Content starts
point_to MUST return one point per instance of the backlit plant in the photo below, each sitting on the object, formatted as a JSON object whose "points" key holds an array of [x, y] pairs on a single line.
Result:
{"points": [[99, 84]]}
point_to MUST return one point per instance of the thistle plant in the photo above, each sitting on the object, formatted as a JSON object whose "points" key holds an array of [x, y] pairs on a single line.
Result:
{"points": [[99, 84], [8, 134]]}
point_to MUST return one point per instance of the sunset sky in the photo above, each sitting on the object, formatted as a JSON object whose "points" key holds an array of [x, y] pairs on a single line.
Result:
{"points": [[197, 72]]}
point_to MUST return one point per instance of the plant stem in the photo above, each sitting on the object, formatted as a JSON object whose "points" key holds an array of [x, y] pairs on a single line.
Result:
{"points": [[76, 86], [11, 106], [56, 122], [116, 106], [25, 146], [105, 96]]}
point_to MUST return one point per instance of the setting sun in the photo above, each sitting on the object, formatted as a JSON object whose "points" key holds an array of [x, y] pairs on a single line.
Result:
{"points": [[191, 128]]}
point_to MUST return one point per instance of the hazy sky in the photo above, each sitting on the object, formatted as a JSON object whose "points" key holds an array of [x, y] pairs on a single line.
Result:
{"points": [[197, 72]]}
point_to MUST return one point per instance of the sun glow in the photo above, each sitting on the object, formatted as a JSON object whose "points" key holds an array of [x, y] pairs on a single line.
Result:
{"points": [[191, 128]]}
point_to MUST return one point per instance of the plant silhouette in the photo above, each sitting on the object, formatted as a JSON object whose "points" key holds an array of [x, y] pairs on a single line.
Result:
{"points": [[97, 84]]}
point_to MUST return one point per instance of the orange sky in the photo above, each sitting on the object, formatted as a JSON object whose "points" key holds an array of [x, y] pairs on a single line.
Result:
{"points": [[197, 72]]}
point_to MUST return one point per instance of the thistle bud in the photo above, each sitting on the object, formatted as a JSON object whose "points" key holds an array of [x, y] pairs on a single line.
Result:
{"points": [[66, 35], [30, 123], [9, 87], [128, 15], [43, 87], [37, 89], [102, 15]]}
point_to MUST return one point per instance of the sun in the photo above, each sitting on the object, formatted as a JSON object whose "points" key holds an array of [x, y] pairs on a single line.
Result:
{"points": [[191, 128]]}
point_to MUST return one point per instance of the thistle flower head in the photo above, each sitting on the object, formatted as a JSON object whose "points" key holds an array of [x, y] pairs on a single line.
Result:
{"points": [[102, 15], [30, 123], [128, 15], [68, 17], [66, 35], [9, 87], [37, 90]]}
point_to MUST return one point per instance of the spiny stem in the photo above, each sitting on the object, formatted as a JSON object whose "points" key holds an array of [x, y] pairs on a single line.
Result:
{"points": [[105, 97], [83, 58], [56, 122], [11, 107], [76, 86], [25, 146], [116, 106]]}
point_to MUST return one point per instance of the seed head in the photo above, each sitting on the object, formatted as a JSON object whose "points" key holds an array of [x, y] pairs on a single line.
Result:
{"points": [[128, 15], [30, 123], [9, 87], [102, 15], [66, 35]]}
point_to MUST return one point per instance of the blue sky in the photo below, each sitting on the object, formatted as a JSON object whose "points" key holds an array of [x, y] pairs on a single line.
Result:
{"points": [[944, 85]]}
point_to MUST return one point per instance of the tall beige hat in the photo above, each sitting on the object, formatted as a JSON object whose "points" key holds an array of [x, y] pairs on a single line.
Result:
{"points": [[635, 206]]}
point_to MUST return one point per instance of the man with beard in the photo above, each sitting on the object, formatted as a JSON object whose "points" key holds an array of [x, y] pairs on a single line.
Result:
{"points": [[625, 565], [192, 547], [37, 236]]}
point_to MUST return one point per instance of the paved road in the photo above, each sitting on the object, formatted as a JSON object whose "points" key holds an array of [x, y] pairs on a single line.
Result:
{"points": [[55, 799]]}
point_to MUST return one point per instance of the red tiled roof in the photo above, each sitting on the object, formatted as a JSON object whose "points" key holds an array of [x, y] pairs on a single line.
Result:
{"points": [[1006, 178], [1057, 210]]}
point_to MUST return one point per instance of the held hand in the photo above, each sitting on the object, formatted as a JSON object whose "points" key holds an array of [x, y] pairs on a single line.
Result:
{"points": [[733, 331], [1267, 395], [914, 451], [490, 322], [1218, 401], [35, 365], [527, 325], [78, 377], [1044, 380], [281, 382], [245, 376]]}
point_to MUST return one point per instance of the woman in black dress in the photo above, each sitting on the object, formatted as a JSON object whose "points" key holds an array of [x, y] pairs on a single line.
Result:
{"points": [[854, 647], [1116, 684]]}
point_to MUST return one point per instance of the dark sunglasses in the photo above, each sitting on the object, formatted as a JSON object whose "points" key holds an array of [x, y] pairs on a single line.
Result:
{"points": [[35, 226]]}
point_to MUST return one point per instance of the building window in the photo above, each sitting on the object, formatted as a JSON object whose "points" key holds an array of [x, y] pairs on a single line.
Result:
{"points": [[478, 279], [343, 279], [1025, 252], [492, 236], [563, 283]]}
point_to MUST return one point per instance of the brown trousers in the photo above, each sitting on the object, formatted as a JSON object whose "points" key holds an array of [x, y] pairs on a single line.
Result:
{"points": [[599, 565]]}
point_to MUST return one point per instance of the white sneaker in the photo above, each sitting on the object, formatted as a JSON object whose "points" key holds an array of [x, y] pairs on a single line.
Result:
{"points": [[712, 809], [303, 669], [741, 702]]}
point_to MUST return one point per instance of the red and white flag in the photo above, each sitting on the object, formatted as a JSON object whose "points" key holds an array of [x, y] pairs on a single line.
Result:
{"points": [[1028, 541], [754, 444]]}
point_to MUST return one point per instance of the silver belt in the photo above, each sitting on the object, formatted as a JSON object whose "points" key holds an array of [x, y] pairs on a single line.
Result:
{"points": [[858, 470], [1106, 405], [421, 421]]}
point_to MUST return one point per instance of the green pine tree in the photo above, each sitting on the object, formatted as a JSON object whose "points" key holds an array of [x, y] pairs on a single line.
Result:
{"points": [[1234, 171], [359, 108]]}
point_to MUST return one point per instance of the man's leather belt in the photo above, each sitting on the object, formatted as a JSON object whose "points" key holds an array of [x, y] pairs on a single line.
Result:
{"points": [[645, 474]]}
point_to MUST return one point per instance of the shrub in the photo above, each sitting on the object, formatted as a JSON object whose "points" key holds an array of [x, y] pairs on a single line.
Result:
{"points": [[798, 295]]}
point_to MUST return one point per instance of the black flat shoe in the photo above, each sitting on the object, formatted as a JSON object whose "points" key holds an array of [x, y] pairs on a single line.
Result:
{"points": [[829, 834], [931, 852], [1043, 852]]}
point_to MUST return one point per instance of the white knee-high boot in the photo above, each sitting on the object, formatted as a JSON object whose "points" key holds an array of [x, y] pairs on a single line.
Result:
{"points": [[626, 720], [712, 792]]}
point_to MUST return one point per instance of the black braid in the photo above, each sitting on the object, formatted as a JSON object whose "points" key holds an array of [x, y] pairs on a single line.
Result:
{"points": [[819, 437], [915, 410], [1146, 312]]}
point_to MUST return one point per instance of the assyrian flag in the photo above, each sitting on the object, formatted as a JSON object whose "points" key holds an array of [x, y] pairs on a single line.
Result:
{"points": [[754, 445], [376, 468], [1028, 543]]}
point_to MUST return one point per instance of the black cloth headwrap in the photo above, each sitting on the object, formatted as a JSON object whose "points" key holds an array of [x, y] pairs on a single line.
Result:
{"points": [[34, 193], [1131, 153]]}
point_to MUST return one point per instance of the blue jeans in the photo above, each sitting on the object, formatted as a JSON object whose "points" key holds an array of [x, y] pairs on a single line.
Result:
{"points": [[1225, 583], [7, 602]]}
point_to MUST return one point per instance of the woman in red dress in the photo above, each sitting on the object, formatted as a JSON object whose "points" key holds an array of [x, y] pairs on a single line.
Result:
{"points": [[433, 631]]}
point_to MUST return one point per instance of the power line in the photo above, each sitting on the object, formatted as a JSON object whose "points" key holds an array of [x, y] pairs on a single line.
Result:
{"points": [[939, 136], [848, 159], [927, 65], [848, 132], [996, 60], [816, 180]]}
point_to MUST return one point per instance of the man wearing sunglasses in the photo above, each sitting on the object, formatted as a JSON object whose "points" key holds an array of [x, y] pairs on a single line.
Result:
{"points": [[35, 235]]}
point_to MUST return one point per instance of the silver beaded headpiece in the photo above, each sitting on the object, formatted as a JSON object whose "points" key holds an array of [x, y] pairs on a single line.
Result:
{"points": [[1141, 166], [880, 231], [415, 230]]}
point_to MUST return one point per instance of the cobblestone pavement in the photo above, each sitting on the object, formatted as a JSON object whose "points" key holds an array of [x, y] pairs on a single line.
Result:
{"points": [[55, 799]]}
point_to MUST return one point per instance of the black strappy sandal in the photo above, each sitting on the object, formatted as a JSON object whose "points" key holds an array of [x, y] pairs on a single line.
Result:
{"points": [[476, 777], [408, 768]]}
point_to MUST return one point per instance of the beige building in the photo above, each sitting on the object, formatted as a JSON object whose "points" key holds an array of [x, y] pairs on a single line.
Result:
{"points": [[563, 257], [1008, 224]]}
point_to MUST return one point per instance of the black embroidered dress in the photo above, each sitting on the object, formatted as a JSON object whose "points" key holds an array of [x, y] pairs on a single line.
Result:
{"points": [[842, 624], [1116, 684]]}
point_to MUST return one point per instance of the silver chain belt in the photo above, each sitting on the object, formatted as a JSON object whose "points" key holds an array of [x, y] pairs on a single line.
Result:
Content ends
*ACTION ITEM*:
From the entries above, list each line with "belt" in it.

*RESPONSE AREA*:
point_to MUST return one point per instance of the silver belt in the photo above, each sitting on the object, formatted as a JSON object whose "points" key holds an array of [x, y] pairs on a single line.
point_to MUST return one point per instance of the man's leather belt in the photo above, each sitting on the object, formatted as a JSON object whose "points" key holds an array of [x, y] pairs on a single line.
point_to MUST return one point per instance of the silver chain belt in the photo above, each sitting on the object, formatted as a JSON object whose "points" key holds an array of [x, y] pairs on a single line.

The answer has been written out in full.